[PASSAGE FOR REVIEW]
* * *

Letters of condolence

Years ago we briefly participated in a group of United Church of Christ clergy couples. We were aware that there was something unique about being in a couple where both partners were ministers. We thought that such a group could provide support and also a forum to discuss some of the unique challenges of sharing a marriage and a career. As it turned out, we discovered, relatively soon, that we didn’t really have much in common with the other couples in the group. We didn’t live in the same region of the country. We didn’t have similar career paths. We didn’t have the same kind of relationships. We didn’t have the same working styles. We have kept touch with some of the people in the group over the years. Of the couples in that group we are the only ones who continued as a clergy couple for all of our career. Most of the couples in the group divorced. In the remaining ones, with us being the only exception, one partner left the ministry and pursued a different career. To our knowledge we are the only clergy couple in the United Church of Christ who have served our entire careers as a clergy couple. And, unlike all of the other clergy couples we know in any denomination, we are the only ones who served the same congregation for our entire careers. 42 years in three parishes makes us the longest-serving clergy couple we know. I’m not sure what that distinction means, but it has been a very good life for us.

* * *

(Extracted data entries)

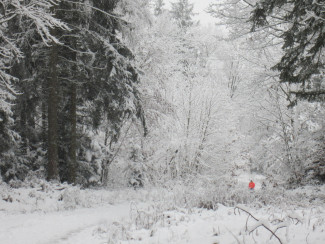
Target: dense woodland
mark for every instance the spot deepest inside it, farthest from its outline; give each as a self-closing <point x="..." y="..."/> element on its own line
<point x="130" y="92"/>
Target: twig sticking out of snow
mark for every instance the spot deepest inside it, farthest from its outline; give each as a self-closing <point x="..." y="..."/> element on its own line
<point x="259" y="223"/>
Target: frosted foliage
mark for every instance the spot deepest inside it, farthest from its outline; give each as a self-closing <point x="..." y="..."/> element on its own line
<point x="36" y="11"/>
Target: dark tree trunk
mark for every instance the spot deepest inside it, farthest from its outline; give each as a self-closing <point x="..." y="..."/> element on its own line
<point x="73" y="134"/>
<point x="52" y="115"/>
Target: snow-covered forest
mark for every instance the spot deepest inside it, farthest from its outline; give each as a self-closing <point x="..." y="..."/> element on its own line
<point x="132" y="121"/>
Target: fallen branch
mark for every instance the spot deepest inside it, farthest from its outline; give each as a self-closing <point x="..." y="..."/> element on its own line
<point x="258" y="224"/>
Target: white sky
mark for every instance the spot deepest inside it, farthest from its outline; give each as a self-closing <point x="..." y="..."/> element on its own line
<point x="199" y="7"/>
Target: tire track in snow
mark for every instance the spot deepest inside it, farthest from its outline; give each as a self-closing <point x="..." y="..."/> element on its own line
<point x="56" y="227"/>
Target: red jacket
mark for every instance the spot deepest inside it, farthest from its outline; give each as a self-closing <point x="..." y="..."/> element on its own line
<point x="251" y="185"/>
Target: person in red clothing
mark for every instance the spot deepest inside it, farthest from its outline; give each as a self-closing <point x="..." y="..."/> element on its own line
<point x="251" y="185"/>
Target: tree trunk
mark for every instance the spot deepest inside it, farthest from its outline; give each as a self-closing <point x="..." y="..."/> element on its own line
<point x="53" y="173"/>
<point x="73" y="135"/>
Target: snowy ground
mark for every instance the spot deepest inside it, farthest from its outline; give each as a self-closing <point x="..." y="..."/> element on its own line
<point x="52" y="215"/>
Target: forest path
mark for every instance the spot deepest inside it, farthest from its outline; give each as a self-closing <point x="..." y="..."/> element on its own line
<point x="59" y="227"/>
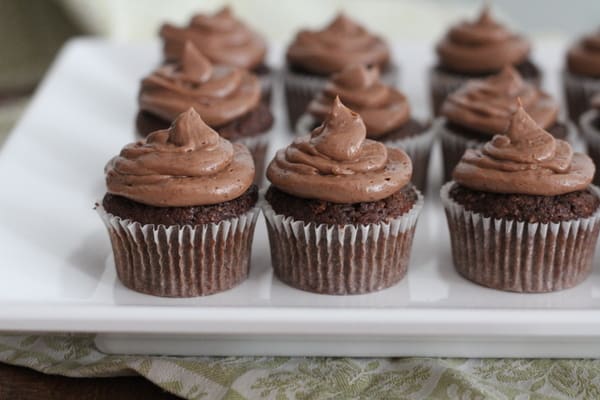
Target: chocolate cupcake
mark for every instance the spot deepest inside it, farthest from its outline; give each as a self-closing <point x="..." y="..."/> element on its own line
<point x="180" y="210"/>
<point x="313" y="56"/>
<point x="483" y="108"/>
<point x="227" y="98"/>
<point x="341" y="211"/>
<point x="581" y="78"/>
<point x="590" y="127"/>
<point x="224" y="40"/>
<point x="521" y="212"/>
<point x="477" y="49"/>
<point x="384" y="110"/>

* * *

[THE PROBLEM] For the passage on clergy couples, decide whether each statement agrees with it: (a) most of the couples in the group divorced; (b) the writers lived in the same region of the country as the other couples; (c) the writers have spent 42 years in three parishes. Answer yes or no for each, quoting the words that settle it.

[RESULT OF THE EXERCISE]
(a) Yes: "Most of the couples in the group divorced."
(b) No: "We didn’t live in the same region of the country."
(c) Yes: "42 years in three parishes makes us the longest-serving clergy couple we know."